■ WORK TO COMPLETE ■
Copy every line of the data below word for word, changing nothing.

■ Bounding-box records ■
+--
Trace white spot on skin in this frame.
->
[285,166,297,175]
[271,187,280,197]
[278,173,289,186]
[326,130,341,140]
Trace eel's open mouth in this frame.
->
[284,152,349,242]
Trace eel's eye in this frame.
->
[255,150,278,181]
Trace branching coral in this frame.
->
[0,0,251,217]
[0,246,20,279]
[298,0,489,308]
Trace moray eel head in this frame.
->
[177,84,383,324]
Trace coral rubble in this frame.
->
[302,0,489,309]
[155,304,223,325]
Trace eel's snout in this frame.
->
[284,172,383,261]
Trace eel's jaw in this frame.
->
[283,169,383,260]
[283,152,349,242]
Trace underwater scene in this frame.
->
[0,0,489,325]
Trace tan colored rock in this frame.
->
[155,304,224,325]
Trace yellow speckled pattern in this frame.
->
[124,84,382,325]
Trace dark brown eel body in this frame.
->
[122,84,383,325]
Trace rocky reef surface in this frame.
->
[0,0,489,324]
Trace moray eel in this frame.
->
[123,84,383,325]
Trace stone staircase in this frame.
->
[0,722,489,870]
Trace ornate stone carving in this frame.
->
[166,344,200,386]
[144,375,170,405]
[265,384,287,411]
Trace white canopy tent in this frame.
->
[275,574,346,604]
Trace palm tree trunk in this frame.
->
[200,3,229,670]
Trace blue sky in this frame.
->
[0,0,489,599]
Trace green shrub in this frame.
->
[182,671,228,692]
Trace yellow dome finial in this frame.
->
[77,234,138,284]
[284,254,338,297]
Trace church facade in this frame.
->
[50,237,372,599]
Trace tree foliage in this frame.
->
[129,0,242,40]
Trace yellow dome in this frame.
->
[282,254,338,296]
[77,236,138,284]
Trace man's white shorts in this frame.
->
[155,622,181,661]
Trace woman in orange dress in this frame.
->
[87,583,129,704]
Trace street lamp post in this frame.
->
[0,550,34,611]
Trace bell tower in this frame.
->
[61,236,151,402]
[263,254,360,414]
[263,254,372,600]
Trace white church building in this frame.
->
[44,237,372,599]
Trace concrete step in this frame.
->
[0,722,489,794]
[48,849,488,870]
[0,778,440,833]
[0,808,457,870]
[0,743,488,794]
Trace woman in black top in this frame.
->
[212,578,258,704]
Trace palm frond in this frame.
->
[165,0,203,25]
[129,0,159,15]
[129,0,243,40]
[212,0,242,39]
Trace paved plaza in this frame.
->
+--
■ PROBLEM SOLUTION ■
Trace white spot on skin in this frame.
->
[285,166,297,175]
[271,187,280,197]
[278,173,289,186]
[326,130,341,140]
Trace eel's open mouth in this frame.
->
[284,152,349,242]
Trace eel's eye in this frame.
->
[255,150,278,181]
Trace branching coral in this frame.
->
[0,0,251,217]
[0,246,20,279]
[298,0,489,308]
Trace moray eel head in this frame.
->
[177,84,383,324]
Trace coral rubble in this frame.
->
[302,0,489,309]
[155,304,223,325]
Trace eel's snout in this frame.
->
[284,172,383,261]
Trace eel's jaw in this frame.
->
[283,169,383,260]
[283,152,349,242]
Trace underwater scene in this frame.
->
[0,0,489,325]
Trace tan colored rock in this frame.
->
[155,304,224,325]
Trace yellow speckled pattern in this frame.
->
[124,84,382,325]
Trace dark brown eel body in this frame.
->
[122,84,383,325]
Trace rocky reef surface in this frame.
->
[0,0,489,324]
Trace moray eel in this frame.
->
[123,84,383,325]
Trace stone staircase in this frame.
->
[0,722,489,870]
Trace ornate stone carving in this frame.
->
[166,344,200,386]
[144,375,170,405]
[265,384,287,411]
Trace white canopy tent in this frame.
->
[275,574,346,604]
Trace palm tree trunk in this frame.
->
[200,3,229,670]
Trace blue sky in this frame.
->
[0,0,489,599]
Trace green shrub in this frame.
->
[182,671,228,692]
Trace yellow dome finial in this frame.
->
[77,234,138,284]
[284,254,338,297]
Trace church facade in this frame.
->
[50,237,372,599]
Trace tree foliage in this frame.
->
[129,0,242,40]
Trace yellow dome in this frame.
->
[282,254,338,296]
[77,236,138,284]
Trace man's white shorts in this frame.
->
[155,622,181,661]
Trace woman in orange dress in this frame.
->
[87,583,129,704]
Trace street lamp post in this frame.
->
[0,550,34,611]
Trace bell tower in this frame.
->
[61,236,151,402]
[263,254,360,414]
[263,254,372,600]
Trace white church building in this frame.
->
[44,237,372,599]
Trace concrete step in this frame.
->
[0,722,489,794]
[48,849,488,870]
[0,778,440,833]
[0,808,457,870]
[0,743,488,794]
Trace woman in black top in this frame.
->
[212,578,258,704]
Trace palm frond in this frame.
->
[165,0,203,25]
[129,0,159,15]
[129,0,243,40]
[212,0,242,39]
Trace paved plaza in this frame.
->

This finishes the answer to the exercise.